# TAREFA PROPOSTA A:
Responda a estas perguntas sobre o artigo a respeito da ética no devido processo legal:
(i) Em que universidade o autor dá aula de Direito Processual Civil?
(ii) Qual artigo do Novo CPC trata do dever dos Tribunais de uniformizar e manter íntegra a sua jurisprudência?
(iii) Segundo o último parágrafo, que tipo de provimentos e manifestações o cidadão tem o direito de exigir do Poder Judiciário?
# TAREFA PROPOSTA B:
Escreva a continuação do artigo sobre a ética no devido processo legal, começando logo depois do último parágrafo.

# TEXTO FORNECIDO:
------

Opinião

Estabilidade institucional advém do reforço da ética no devido processo legal

Autor

  • Rafael da Silva Menezes

    é advogado e professor de Direito Processual Civil da Faculdade de Direito da Universidade Federal do Amazonas (UFAM) e membro da Comissão de Ensino Jurídico da OAB/AM.

15 de maio de 2016, 7h30

Uma das diretrizes inspiradoras do sistema de precedentes previsto no Novo Código de Processo Civil, ao lado da necessidade de um sistema eficiente de gerenciamento de processos, foi a adoção expressa da boa fé processual, especialmente na perspectiva de proteção da confiança (ou das legítimas expectativas) dos cidadãos em relação aos posicionamentos do Poder Judiciário, que servem de baliza para a adoção de comportamentos pessoais, políticos, negociais e processuais que, posteriormente, mantidas as mesmas circunstâncias fáticas e jurídicas, não serão objeto de reprimenda jurisdicional.

A proteção à confiança, por exemplo, é revelada no dever que os Tribunais possuem em uniformizar e manter íntegra a sua jurisprudência (artigo 926, Novo CPC) ou no dever de real e concreta motivação das decisões, quando se observa, por exemplo, a imposição de regras claras para aplicação, alteração, superação ou mesmo a não incidência de entendimentos jurisprudenciais consolidados (artigo 489, parágrafo 1º, I, V e VI c/c artigo 927, parágrafos 3º e 4º, Novo CPC).

Tudo isso, para que os cidadãos e os sujeitos processuais possam prever, com razoável grau de probabilidade, qual será a consequência jurídica de uma ação ou omissão, na perspectiva de uma “dimensão subjetiva do conteúdo do princípio da segurança jurídica”[1].

O cidadão tem o direito de exigir do Poder Judiciário provimentos e manifestações não contraditórios, observados os requisitos e condições do sistema brasileiro de precedentes judiciais, capaz de assegurar um tratamento igualitário no plano das decisões judiciais.

------

# DADOS FORNECIDOS:
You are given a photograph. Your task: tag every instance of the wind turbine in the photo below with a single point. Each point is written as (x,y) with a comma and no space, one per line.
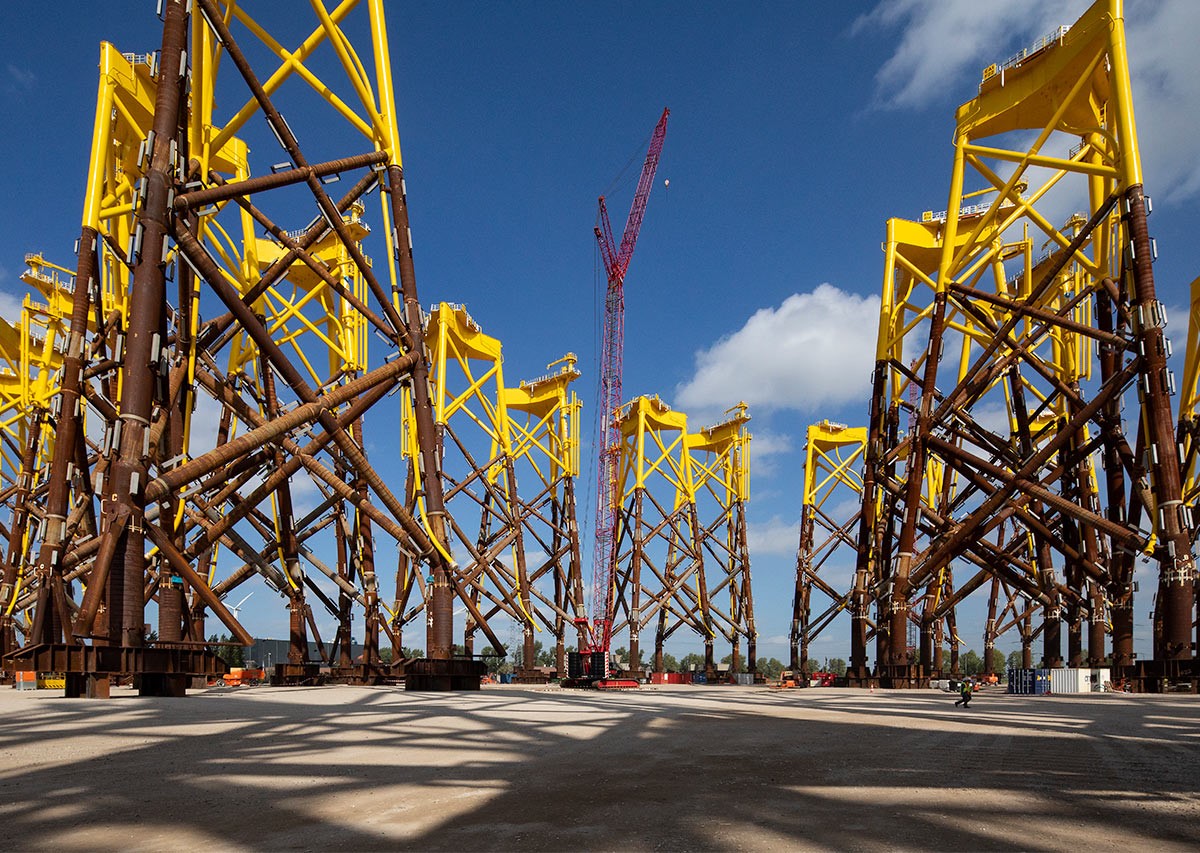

------

# RESPOSTA ESCRITA A:
(i) Na Universidade Federal do Amazonas (UFAM).
(ii) O artigo 926.
(iii) Provimentos e manifestações não contraditórios.

# RESPOSTA ESCRITA B:
Recordando, então, que o devido processo legal – constituído pela boa fé – é um direito fundamental, não restam dúvidas quanto à aplicação e exigência da boa fé processual, no plano de eficácia vertical dos direitos fundamentais (exigência do cidadão para o Poder Judiciário).

A diretriz normativa que inspirou o sistema de precedentes é a mesma, em outro olhar, que impõe, nos termos do artigo 5º, do Novo CPC, a todos os sujeitos processuais, o dever de comportamento consentâneo com a boa fé.

Nesse sentido, por exemplo, veda-se que os litigantes tenham comportamentos desleais, punindo-se com multa de até 20 % sobre o valor da causa, aquele que criar embaraços à efetivação de provimentos jurisdicionais (artigo 77, parágrafo 2º, do Novo CPC). Da mesma forma, a parte que requerer, dolosamente, a realização de citação por edital, fica sujeita à multa equivalente a cinco vezes o salário mínimo (artigo 258 do Novo CPC).

Proíbe-se, ainda, que os sujeitos processuais, inclusive os julgadores, adotem comportamentos contraditórios.

Aliás, como bem registra abalizada doutrina[2], a vedação ao comportamento contraditório, identificado no nemo potest venire contra factum proprium não se dirige tão somente a combater a incongruência de um sujeito processual, mas também a garantir a proteção à confiança – gerada por ações e omissões – nos demais sujeitos processuais.

Assim, o direito fundamental ao devido processo legal, abrangida a boa fé, irradia efeitos tanto no plano vertical quanto no plano horizontal dos direitos fundamentais.

A diretriz vincula e torna exigível a adoção de comportamentos coerentes, tanto na perspectiva – vertical – do jurisdicionado, em relação às decisões e manifestações do Poder Judiciário (coerência das decisões), quanto na perspectiva – horizontal – de uma parte em relação às outras.

A exigência do respeito ao direito à boa fé processual é, em verdade, a manifestação da eticidade do direito, não na perspectiva de um mínimo ético, mas sim na compreensão de um maximum ético[3].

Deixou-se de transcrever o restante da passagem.